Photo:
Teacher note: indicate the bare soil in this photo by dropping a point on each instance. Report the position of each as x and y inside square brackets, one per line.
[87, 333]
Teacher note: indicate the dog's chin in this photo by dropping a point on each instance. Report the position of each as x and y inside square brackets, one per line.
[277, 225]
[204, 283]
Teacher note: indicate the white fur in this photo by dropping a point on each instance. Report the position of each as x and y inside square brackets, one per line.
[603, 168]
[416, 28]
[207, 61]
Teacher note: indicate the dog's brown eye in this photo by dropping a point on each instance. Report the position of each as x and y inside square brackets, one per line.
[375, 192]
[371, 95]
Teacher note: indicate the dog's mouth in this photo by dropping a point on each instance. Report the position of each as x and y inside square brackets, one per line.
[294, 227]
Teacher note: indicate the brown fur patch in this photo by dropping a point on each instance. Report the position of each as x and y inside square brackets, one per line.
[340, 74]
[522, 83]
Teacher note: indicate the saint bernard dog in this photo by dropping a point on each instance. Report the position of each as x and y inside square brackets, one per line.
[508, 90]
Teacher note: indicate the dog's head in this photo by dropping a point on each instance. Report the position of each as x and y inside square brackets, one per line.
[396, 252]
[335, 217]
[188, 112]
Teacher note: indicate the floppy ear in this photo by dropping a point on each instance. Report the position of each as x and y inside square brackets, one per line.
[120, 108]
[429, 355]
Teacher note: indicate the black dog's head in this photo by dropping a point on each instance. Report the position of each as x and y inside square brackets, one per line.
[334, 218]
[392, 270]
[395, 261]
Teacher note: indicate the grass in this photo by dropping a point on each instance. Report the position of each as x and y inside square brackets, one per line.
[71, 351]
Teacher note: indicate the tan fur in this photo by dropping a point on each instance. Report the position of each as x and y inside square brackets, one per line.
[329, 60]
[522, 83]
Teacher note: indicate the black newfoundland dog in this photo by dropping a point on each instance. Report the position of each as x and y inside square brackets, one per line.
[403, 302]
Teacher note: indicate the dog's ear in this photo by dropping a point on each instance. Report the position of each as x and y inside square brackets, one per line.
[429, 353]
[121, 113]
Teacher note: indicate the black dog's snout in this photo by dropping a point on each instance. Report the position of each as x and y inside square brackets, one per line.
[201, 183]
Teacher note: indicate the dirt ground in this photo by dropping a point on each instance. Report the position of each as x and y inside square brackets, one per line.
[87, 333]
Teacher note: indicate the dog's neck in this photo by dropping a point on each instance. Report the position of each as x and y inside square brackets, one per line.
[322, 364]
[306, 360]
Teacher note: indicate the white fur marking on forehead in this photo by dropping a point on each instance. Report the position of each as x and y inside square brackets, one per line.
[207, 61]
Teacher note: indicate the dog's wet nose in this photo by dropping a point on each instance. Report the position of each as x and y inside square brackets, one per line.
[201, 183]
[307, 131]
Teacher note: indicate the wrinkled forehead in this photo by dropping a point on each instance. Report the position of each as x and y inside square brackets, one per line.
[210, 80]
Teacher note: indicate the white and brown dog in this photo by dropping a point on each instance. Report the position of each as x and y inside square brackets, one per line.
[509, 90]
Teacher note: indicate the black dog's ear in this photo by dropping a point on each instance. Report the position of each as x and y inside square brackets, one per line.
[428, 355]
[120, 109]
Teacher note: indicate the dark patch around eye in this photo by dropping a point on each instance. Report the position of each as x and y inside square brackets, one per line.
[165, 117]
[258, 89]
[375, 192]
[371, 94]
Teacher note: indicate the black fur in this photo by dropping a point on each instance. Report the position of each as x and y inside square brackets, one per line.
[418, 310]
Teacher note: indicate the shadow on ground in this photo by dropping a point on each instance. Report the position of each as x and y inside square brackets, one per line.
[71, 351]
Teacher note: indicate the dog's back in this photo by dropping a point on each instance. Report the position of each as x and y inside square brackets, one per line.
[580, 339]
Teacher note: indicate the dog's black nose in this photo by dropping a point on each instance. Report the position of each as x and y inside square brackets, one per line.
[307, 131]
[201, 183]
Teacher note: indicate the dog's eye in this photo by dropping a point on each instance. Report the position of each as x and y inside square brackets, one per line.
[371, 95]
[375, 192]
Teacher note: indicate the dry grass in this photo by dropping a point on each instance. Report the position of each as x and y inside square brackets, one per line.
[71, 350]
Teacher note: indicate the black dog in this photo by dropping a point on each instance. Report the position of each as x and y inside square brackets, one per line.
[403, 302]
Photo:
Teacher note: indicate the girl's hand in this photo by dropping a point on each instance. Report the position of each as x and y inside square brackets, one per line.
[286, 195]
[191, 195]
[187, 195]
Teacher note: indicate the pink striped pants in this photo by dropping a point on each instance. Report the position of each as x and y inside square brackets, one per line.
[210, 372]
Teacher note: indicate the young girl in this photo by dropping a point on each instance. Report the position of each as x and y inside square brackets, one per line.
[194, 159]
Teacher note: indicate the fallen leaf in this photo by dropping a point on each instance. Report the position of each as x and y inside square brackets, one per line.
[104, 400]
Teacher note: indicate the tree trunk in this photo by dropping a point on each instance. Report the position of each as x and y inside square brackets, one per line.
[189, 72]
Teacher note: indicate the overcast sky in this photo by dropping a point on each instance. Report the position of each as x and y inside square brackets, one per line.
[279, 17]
• • • • • • •
Update the lines from the one containing "Teacher note: indicate the black dog in" through the end of the records by replacing "dropping a point" with "placing a point", leaving everything else unchanged. Give only those lines.

SOLVED PROBLEM
Teacher note: indicate the black dog in this photo by placing a point on each instance. Report the position of each as x and y inside square brackets, one per line.
[403, 302]
Photo:
Teacher note: indicate the girl's hand in this photo by placing a point on each instance. Report the position of each as x and y inside square brackets, one per line.
[286, 195]
[191, 195]
[187, 195]
Teacher note: indicate the pink striped pants in this photo by placing a point on each instance. Report the position of each as x and y inside square brackets, one per line.
[210, 372]
Teacher note: indicate the young girl in this photo by placing a point on each instance. Report the position of each as x and y inside square brackets, one per line.
[194, 159]
Teacher note: indicate the fallen leaf in this photo by placing a point on each instance. Report the position of each as x and y inside square brackets, one per line.
[104, 400]
Teacher note: indicate the tree trunk in this photo by placing a point on each instance. Report the position of each as x and y inside square brackets, one per line.
[189, 72]
Teacher note: indicate the overcast sky in this photo by placing a point on each instance. Report the position of each as x and y inside square brackets, one per line.
[279, 17]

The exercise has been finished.